*Extract provided*:
--- START ---

Now, under the terms of this bill, the philosphy of this bill, if interpreted correctly, why should not the responsibility be upon the seller?

Let me ask you: Suppose you and I were in partnership, and I made a mistake, or I was guilty of fraud, within the scope of the partnership business, and you knew nothing whatever about it. I think there is no doubt but that you would be liable civilly.

Mr. PETTENGILL. I appreciate that.

Mr. BULWINKLE. You do not think, in your opinion

Mr. HEALY. I doubt if it will, but it will give the purchaser the right to rely on the statements, and he ought to have that right. And, if we enforce the law, it will be all well and good.

There is one further suggestion

Mr. PARKER. Mr. Chairman, I would like to know how a director in the Steel Corporation could possibly know, I do not care how diligent he may be, if he is to sign a statement based on the information of the best accountant that he could get; but with all of their multiplicity of plants, how could he know whether the statement was correct or not?

Mr. HEALY. I have conceded my statement, that is, in my illustration, that the director acts in good faith, but he does make a mistake.

Mr. PARKER. Yes; but if he has acted in more than good faith. He has taken all of the precautions he possibly can. It would be impossible for him, in the Steel Corporation or the General Electric Co., or any of those big corporations.

Mr. HEALY. In my illustrations, if a director or an accountant has acted in good faith, and has actually made a mistake, his corporation has gotten some money from the sale of those securities as a result of that mitake.

Mr. PARKER. But he has not.

Mr. HEALY. His corporation has.

Mr. PARKER. But he, personally, has not, any more than the other stockholders.

--- END ---

*Written request A*: Reproduce the passage of the hearing transcript from "Mr. HEALY. I doubt" up to and including "well and good.".
*Written request B*: Transcribe the records from their first line up to and including the line that contains "M238 138L242 134L240", leaving out the pictures.

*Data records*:

--- START ---

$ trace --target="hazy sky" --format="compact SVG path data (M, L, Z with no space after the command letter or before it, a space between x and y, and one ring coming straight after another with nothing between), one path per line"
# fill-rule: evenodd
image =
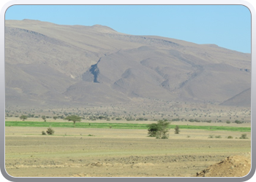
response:
M251 13L242 5L14 5L5 20L99 24L132 35L215 44L251 52Z

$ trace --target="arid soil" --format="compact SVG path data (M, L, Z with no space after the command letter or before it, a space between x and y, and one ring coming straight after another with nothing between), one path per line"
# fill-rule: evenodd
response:
M238 138L242 134L240 132L182 130L181 134L175 135L170 130L170 138L161 140L147 137L145 130L54 128L54 135L42 135L43 130L45 129L6 127L5 167L9 175L244 176L250 168L250 159L244 162L241 158L244 161L237 162L236 157L227 158L250 156L249 132L246 133L249 138L243 140ZM221 135L222 138L208 138L208 135ZM233 138L227 139L227 135L233 135ZM219 163L226 158L228 159ZM218 163L222 173L215 173L217 168L213 168ZM210 166L211 170L202 173Z

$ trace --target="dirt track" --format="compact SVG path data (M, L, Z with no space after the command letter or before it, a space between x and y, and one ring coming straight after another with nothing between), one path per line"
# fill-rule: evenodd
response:
M5 165L10 175L195 176L229 156L251 150L250 140L208 138L203 134L208 131L203 130L183 130L182 135L157 140L140 130L56 129L74 136L36 135L37 130L23 128L18 133L20 128L6 128ZM89 132L95 136L88 136Z

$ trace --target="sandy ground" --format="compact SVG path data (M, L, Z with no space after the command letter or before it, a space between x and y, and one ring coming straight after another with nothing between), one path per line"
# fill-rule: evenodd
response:
M170 130L169 139L161 140L147 137L145 130L54 130L54 135L42 135L46 128L6 127L8 174L14 177L189 177L228 157L250 156L251 151L250 132L182 130L175 135L173 130ZM244 133L249 139L239 139ZM209 135L222 138L208 138ZM228 135L233 138L227 139Z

--- END ---

*Reply A*:
Mr. HEALY. I doubt if it will, but it will give the purchaser the right to rely on the statements, and he ought to have that right. And, if we enforce the law, it will be all well and good.

*Reply B*:
$ trace --target="hazy sky" --format="compact SVG path data (M, L, Z with no space after the command letter or before it, a space between x and y, and one ring coming straight after another with nothing between), one path per line"
# fill-rule: evenodd
image =
response:
M251 13L242 5L14 5L5 20L99 24L132 35L215 44L251 52Z

$ trace --target="arid soil" --format="compact SVG path data (M, L, Z with no space after the command letter or before it, a space between x and y, and one ring coming straight after another with nothing between), one path per line"
# fill-rule: evenodd
response:
M238 138L242 134L240 132L182 130L181 134L175 135L170 130L170 138L161 140L147 137L145 130L54 128L54 135L42 135L43 130L45 129L6 127L5 167L9 175L244 176L250 168L250 159L244 162L241 158L244 161L237 162L236 157L227 158L250 156L249 132L246 133L249 138L243 140ZM221 135L222 138L208 138L208 135ZM233 138L227 139L227 135L233 135ZM219 163L226 158L228 159ZM218 163L222 173L215 173L217 168L213 168ZM210 166L211 170L202 173Z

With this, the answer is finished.